## BEGIN Records provided

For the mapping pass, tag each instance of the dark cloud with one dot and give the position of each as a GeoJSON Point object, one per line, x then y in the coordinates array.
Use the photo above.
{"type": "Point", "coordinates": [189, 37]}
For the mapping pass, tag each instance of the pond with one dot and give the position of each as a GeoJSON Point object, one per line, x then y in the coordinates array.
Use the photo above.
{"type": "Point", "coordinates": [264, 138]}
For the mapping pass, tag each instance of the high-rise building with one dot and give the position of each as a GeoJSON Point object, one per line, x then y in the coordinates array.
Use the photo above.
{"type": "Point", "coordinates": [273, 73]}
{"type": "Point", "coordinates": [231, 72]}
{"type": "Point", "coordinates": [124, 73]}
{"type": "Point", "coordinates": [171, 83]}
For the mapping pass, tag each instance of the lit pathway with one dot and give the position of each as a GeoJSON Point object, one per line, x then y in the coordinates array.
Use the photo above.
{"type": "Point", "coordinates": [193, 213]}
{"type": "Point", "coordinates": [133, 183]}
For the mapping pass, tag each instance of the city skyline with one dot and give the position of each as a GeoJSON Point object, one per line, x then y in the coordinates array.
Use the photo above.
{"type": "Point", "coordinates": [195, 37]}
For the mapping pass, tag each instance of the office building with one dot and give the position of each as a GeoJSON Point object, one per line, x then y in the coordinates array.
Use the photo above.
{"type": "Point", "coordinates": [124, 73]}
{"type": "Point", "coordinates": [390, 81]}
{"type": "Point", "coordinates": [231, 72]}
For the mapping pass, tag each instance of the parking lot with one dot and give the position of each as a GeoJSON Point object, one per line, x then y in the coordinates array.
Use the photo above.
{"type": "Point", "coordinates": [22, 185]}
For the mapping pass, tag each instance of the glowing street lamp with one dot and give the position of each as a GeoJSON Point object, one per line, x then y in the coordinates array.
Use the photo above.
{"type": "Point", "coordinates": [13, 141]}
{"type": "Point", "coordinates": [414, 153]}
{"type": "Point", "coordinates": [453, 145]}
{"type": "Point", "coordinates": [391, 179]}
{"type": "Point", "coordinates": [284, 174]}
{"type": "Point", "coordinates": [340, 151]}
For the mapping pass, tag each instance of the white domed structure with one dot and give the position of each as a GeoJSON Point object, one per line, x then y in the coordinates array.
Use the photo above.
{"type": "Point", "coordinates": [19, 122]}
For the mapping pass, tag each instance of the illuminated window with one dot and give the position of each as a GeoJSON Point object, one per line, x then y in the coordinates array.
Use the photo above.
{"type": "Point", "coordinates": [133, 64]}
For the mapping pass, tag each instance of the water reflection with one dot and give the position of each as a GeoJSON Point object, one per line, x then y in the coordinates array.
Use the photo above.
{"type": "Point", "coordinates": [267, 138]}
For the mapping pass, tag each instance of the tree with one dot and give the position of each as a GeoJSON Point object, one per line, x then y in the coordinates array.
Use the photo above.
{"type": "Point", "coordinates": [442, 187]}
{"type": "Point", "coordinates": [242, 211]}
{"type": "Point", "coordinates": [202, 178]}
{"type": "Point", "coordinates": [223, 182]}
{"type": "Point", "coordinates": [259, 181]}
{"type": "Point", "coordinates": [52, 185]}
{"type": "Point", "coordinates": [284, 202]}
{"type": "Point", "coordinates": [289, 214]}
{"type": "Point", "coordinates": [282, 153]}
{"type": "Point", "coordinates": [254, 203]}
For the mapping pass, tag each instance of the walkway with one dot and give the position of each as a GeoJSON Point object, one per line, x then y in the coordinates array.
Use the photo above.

## END Records provided

> Direction
Copy out exactly the lines from the line with "For the mapping pass, tag each instance of the tree" to the end of the listing, including both of those lines, and give nothing else.

> Solution to the problem
For the mapping pass, tag each instance of the tree with one dot and give the position of each as a GeoJSON Point object, one per line, x then y in the coordinates array.
Use the photo above.
{"type": "Point", "coordinates": [442, 187]}
{"type": "Point", "coordinates": [242, 211]}
{"type": "Point", "coordinates": [202, 178]}
{"type": "Point", "coordinates": [223, 182]}
{"type": "Point", "coordinates": [259, 181]}
{"type": "Point", "coordinates": [52, 185]}
{"type": "Point", "coordinates": [284, 202]}
{"type": "Point", "coordinates": [289, 214]}
{"type": "Point", "coordinates": [282, 153]}
{"type": "Point", "coordinates": [254, 203]}
For the mapping pass, tag each instance of the walkway with one dot and give the position of each as a GeoJSON Point object, one per line, x then y in the coordinates array.
Use the photo above.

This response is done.